INSTRUCTIONS FOR THE TASK => Starting with the line containing "Where can you find the fallen" and going on through the end of the listing, rewrite every line, including the requests, with each coordinate in the answers multiplied by 1.8 and rounded to the nearest whole number, halves rounded up. Give only these lines, and leave out the pictures.

[Location identification items]
----------

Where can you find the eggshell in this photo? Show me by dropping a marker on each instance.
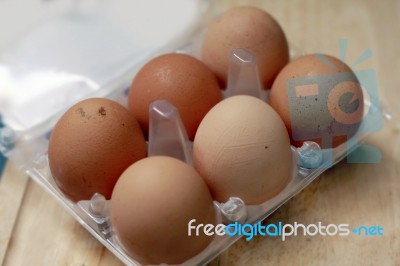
(242, 149)
(249, 28)
(182, 80)
(91, 145)
(324, 79)
(151, 206)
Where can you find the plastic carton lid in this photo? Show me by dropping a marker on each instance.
(53, 53)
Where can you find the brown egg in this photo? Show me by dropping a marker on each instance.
(91, 145)
(180, 79)
(242, 149)
(151, 206)
(326, 100)
(249, 28)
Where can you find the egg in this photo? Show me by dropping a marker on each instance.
(180, 79)
(252, 29)
(242, 149)
(91, 145)
(319, 99)
(151, 206)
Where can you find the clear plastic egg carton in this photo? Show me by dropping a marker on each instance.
(27, 147)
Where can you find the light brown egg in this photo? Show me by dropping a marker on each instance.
(180, 79)
(325, 100)
(249, 28)
(151, 206)
(242, 149)
(91, 145)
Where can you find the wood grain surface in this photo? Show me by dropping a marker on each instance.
(35, 230)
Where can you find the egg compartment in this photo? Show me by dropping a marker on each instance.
(167, 137)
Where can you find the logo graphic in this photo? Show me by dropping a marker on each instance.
(281, 230)
(337, 105)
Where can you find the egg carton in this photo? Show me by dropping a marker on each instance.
(167, 136)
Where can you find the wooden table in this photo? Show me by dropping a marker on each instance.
(35, 230)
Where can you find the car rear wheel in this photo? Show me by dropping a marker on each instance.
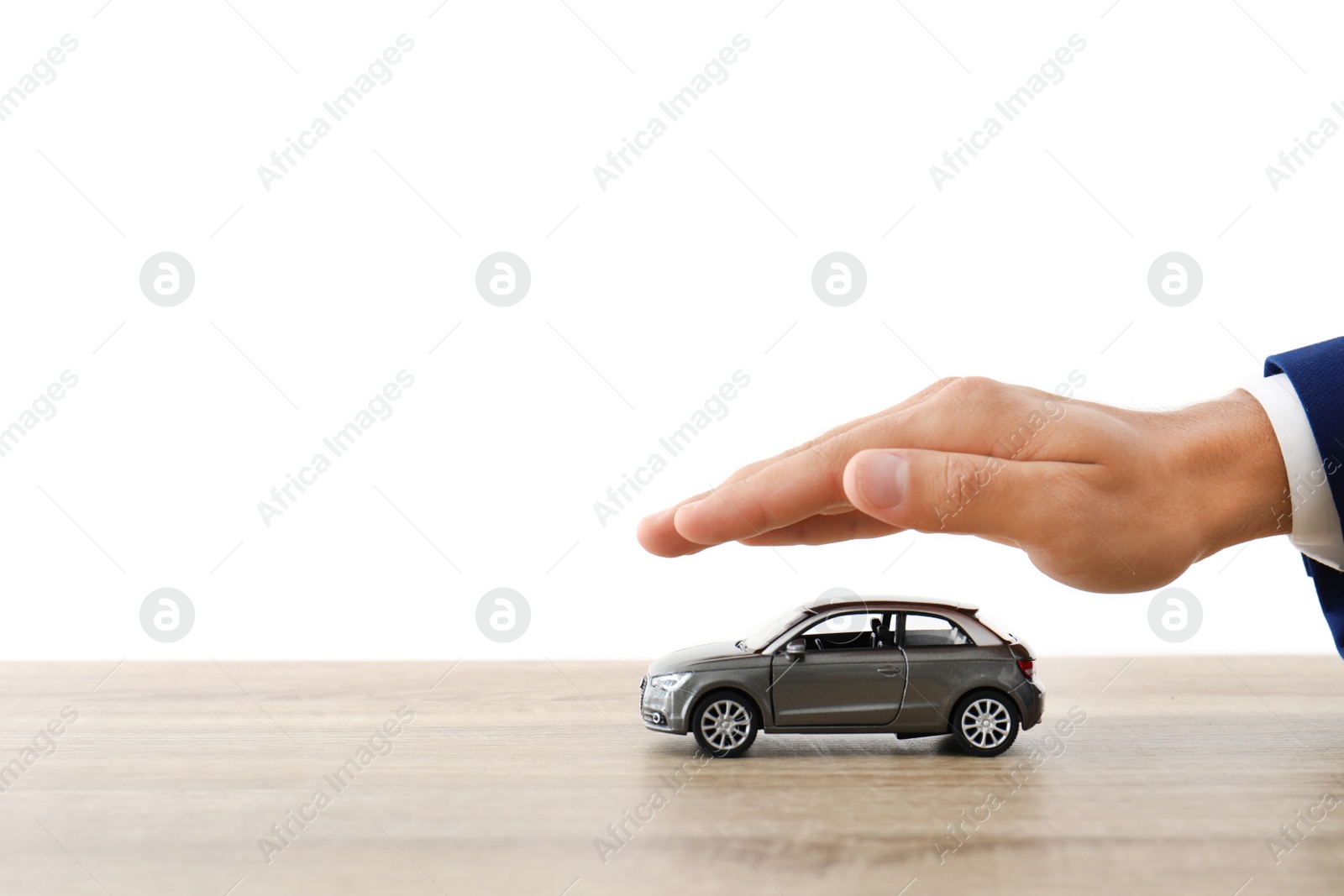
(985, 723)
(725, 725)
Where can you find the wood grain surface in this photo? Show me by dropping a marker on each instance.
(517, 778)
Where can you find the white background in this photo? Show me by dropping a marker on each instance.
(648, 296)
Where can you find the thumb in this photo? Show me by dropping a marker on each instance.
(949, 492)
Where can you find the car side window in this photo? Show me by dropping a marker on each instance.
(933, 631)
(851, 631)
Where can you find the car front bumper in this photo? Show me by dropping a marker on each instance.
(664, 711)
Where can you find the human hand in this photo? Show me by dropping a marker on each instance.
(1101, 499)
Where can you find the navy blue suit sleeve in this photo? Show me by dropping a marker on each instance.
(1317, 375)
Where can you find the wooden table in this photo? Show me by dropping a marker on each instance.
(510, 777)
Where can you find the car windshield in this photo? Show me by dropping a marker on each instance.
(769, 631)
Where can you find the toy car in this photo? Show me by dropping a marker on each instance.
(862, 665)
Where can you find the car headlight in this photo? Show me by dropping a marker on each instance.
(669, 681)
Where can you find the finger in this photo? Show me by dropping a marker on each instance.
(660, 537)
(823, 530)
(972, 417)
(658, 532)
(958, 492)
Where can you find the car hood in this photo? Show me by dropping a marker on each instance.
(699, 658)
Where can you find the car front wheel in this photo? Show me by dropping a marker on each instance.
(985, 723)
(725, 725)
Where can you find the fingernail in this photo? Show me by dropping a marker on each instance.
(690, 506)
(884, 479)
(658, 517)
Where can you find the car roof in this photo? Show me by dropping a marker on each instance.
(890, 602)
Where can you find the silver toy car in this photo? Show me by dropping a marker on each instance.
(897, 665)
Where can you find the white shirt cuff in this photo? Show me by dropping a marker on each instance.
(1316, 521)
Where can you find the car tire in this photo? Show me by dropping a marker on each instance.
(985, 723)
(725, 723)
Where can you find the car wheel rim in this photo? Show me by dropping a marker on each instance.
(985, 723)
(726, 725)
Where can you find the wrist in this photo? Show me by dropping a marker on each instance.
(1231, 457)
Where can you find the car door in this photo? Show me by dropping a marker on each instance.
(940, 660)
(839, 685)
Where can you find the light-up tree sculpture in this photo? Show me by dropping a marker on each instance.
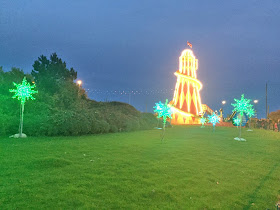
(236, 121)
(241, 106)
(157, 109)
(250, 113)
(213, 119)
(164, 111)
(23, 92)
(202, 121)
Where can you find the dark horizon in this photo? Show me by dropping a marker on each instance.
(129, 45)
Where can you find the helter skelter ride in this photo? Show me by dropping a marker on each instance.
(186, 104)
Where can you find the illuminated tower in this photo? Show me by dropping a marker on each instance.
(186, 101)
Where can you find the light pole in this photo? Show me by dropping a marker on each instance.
(221, 110)
(79, 82)
(255, 102)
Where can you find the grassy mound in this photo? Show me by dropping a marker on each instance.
(193, 168)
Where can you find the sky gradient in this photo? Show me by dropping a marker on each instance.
(135, 46)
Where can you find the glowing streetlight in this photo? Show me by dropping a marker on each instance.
(79, 82)
(255, 102)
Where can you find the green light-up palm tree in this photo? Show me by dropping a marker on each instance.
(23, 92)
(250, 113)
(236, 121)
(164, 111)
(241, 106)
(202, 121)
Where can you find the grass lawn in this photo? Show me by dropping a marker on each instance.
(193, 168)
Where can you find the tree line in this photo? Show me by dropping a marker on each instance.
(61, 107)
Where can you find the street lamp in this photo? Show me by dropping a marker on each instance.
(79, 82)
(255, 102)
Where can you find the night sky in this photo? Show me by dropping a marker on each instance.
(122, 46)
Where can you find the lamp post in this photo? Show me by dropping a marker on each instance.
(221, 110)
(255, 102)
(79, 82)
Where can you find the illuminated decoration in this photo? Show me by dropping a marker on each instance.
(236, 121)
(241, 106)
(164, 111)
(250, 112)
(202, 121)
(214, 119)
(23, 92)
(186, 101)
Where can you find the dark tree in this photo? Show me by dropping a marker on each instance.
(51, 74)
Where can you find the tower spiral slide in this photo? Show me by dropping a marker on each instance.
(186, 104)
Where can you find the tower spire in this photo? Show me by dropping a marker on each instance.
(186, 101)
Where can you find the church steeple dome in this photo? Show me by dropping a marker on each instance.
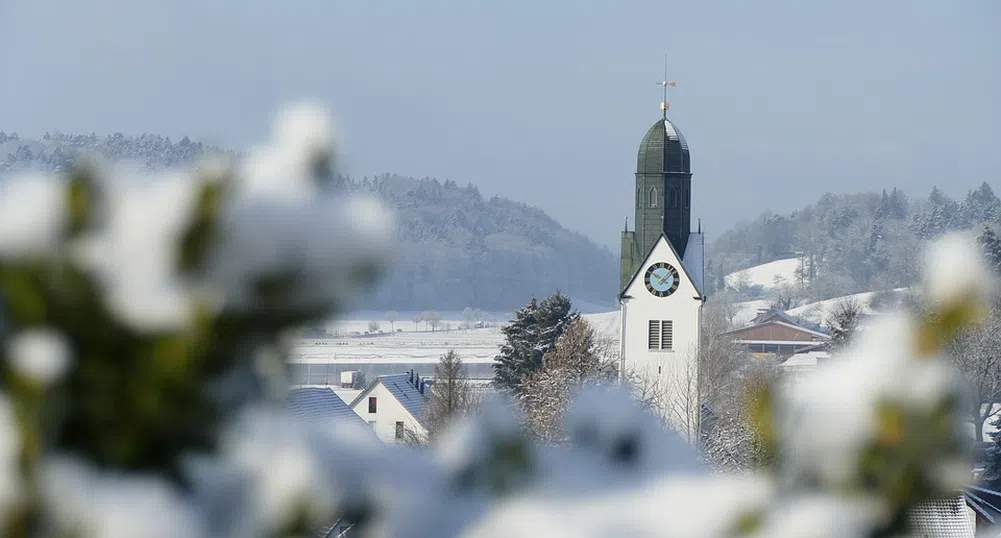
(663, 187)
(664, 149)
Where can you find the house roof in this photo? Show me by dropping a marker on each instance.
(318, 404)
(784, 324)
(401, 388)
(943, 518)
(985, 502)
(683, 261)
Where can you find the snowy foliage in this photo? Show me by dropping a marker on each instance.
(529, 337)
(167, 422)
(576, 360)
(38, 355)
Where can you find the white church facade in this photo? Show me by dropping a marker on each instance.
(662, 274)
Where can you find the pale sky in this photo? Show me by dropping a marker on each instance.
(543, 102)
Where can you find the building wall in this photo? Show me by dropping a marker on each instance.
(675, 370)
(388, 410)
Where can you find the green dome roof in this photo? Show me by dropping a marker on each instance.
(664, 149)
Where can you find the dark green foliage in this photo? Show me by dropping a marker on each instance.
(992, 465)
(530, 336)
(991, 245)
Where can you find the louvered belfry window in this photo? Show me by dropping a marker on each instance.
(661, 335)
(667, 335)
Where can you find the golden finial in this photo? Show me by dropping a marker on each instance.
(665, 105)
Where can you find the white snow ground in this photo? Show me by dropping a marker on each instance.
(320, 361)
(767, 276)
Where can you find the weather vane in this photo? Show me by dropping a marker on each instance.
(665, 105)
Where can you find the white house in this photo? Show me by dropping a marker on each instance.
(393, 406)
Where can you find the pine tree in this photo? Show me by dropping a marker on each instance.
(991, 245)
(530, 336)
(981, 205)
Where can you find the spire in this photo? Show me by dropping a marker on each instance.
(665, 105)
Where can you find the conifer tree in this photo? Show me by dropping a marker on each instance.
(991, 245)
(530, 336)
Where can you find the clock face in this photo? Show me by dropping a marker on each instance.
(662, 279)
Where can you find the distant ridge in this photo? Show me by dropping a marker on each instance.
(455, 247)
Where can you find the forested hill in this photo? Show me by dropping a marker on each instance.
(456, 248)
(853, 242)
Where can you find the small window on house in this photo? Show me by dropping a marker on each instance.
(661, 335)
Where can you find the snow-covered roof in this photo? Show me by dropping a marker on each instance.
(945, 518)
(768, 275)
(400, 387)
(318, 404)
(806, 360)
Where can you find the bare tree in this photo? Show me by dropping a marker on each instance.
(451, 394)
(432, 320)
(577, 358)
(842, 322)
(977, 353)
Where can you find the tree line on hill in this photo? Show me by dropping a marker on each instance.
(852, 242)
(455, 247)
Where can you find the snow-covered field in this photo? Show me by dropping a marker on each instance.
(767, 276)
(320, 361)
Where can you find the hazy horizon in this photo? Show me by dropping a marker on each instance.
(780, 102)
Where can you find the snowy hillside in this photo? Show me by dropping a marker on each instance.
(767, 276)
(819, 312)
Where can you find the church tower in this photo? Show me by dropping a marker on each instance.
(662, 273)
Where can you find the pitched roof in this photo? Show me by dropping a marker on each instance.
(985, 502)
(943, 518)
(796, 327)
(400, 387)
(694, 260)
(318, 404)
(688, 273)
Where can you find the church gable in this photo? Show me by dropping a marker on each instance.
(662, 275)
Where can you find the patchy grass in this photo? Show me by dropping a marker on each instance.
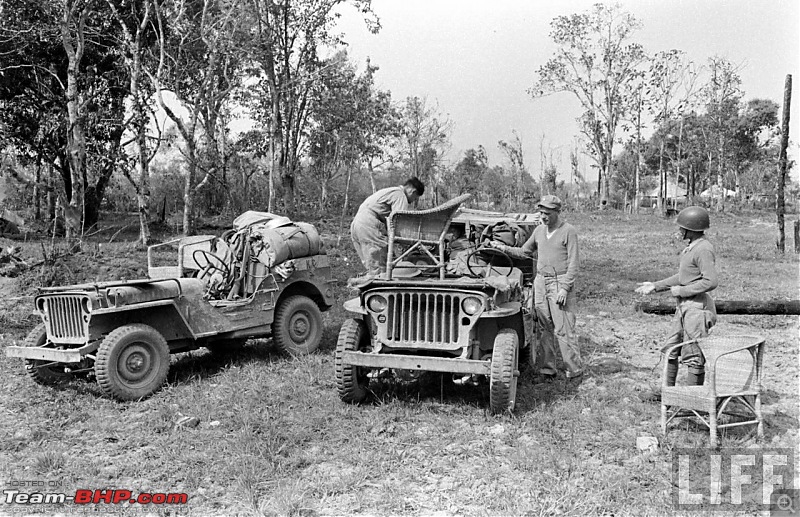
(274, 439)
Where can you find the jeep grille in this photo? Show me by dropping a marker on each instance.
(423, 318)
(66, 317)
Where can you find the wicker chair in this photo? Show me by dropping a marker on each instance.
(421, 229)
(733, 373)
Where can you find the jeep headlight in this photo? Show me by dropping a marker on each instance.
(376, 303)
(471, 305)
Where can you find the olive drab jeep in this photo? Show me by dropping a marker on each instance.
(265, 277)
(446, 303)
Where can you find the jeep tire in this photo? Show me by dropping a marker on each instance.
(132, 362)
(297, 328)
(504, 372)
(51, 374)
(351, 381)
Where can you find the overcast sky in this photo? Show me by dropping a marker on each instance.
(475, 59)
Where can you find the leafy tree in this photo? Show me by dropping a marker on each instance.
(134, 20)
(349, 120)
(722, 95)
(199, 56)
(424, 140)
(596, 62)
(285, 44)
(671, 83)
(516, 158)
(470, 172)
(62, 87)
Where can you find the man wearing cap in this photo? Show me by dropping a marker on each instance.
(368, 230)
(557, 267)
(696, 312)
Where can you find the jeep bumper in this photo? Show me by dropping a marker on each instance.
(416, 362)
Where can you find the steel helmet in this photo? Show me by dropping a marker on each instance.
(694, 218)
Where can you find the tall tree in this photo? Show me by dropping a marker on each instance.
(722, 94)
(135, 25)
(516, 158)
(62, 86)
(670, 88)
(425, 138)
(199, 54)
(596, 62)
(285, 47)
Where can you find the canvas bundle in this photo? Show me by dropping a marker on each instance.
(274, 245)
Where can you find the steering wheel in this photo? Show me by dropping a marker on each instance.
(213, 263)
(490, 265)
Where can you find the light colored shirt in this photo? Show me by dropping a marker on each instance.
(379, 205)
(558, 255)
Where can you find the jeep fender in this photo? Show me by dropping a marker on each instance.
(164, 316)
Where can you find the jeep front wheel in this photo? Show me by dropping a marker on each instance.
(132, 362)
(297, 329)
(351, 381)
(504, 372)
(53, 373)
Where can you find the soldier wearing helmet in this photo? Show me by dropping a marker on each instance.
(696, 313)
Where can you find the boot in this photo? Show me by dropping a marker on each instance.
(672, 371)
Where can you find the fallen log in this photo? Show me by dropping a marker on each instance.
(727, 306)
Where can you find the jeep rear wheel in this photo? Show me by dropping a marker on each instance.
(297, 329)
(504, 372)
(50, 374)
(351, 381)
(132, 362)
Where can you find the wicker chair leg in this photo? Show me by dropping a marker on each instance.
(759, 417)
(712, 425)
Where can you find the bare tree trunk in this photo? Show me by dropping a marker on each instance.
(781, 208)
(345, 203)
(371, 177)
(76, 135)
(37, 203)
(188, 188)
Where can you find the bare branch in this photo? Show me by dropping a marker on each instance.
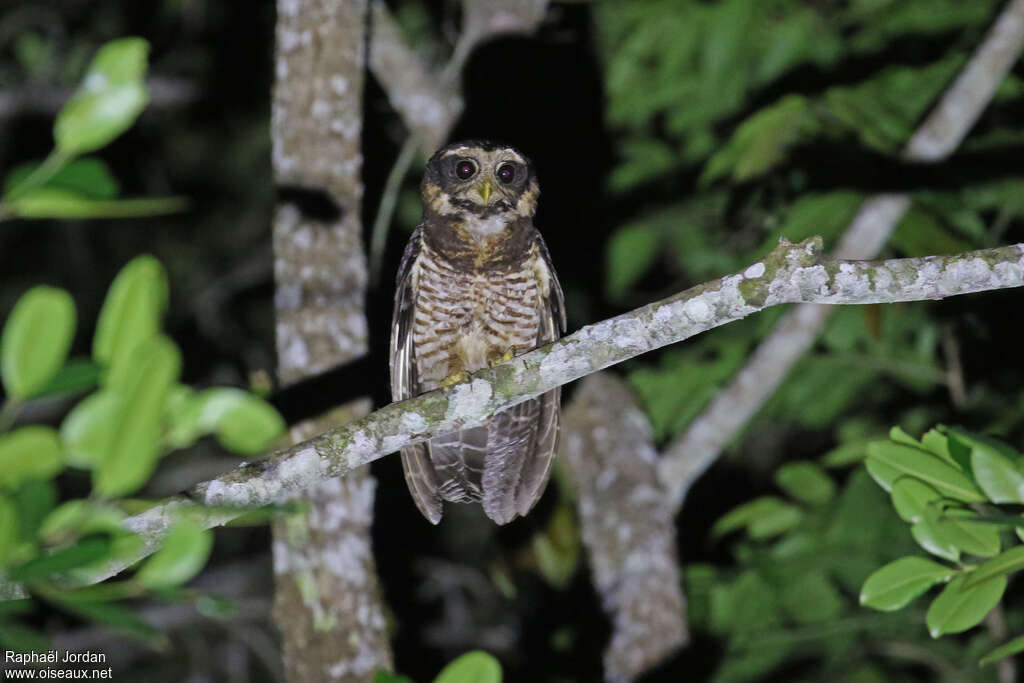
(327, 601)
(791, 273)
(688, 457)
(627, 524)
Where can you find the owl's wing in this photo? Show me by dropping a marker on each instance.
(522, 439)
(420, 474)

----------

REPLY TO THE EXERCISE =>
Where can you find the fallen log in this photo? Show me by dropping a marker on each instance.
(1309, 551)
Where can you find the jeep rear wheel in this photo? Show me by dropping a marker on each instance.
(535, 592)
(907, 670)
(90, 673)
(632, 686)
(238, 652)
Where can you find the wicker chair leg in this photo? Show me by dropping a marker on each instance.
(1366, 751)
(1282, 765)
Where can you find the bare tree trunk in this photo? Show me by dropping a marker on each instance.
(1406, 374)
(621, 365)
(668, 319)
(137, 243)
(67, 365)
(338, 338)
Where can you find the bare branch in this photo? Show me by dropping a marker on each instance.
(589, 1082)
(1424, 491)
(1238, 823)
(1129, 943)
Where can you find the owl's wing in this photo? Show me by dropping a marker on each instance.
(940, 790)
(756, 853)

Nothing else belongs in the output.